#### [TASK ITEM]
What lines in the material hold the string "rough"? Return every one of them.

== == ==

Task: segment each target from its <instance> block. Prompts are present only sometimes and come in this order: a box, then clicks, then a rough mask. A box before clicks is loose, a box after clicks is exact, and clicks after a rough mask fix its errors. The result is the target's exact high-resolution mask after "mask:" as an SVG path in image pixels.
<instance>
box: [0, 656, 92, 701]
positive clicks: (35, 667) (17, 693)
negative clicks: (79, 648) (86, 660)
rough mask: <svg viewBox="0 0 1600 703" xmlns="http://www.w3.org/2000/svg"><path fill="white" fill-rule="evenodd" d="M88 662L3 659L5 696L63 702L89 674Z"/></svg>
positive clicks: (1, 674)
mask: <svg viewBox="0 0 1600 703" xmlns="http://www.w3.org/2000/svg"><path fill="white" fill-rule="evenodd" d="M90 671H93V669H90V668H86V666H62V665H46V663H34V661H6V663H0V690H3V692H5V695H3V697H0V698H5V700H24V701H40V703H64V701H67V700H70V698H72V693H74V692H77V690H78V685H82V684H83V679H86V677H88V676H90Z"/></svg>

== == ==

#### [EXPECTED ANSWER]
Task: segment each target from its <instance> block. Prompts are present only sometimes and come in this order: a box, then clicks, then a rough mask. A box before clicks is loose, a box after clicks is exact, and clicks after a rough mask fix its errors. The result is the target's exact high-resolution mask after "mask:" as an SVG path in image pixels.
rough mask: <svg viewBox="0 0 1600 703" xmlns="http://www.w3.org/2000/svg"><path fill="white" fill-rule="evenodd" d="M88 662L3 659L5 696L63 702L89 674Z"/></svg>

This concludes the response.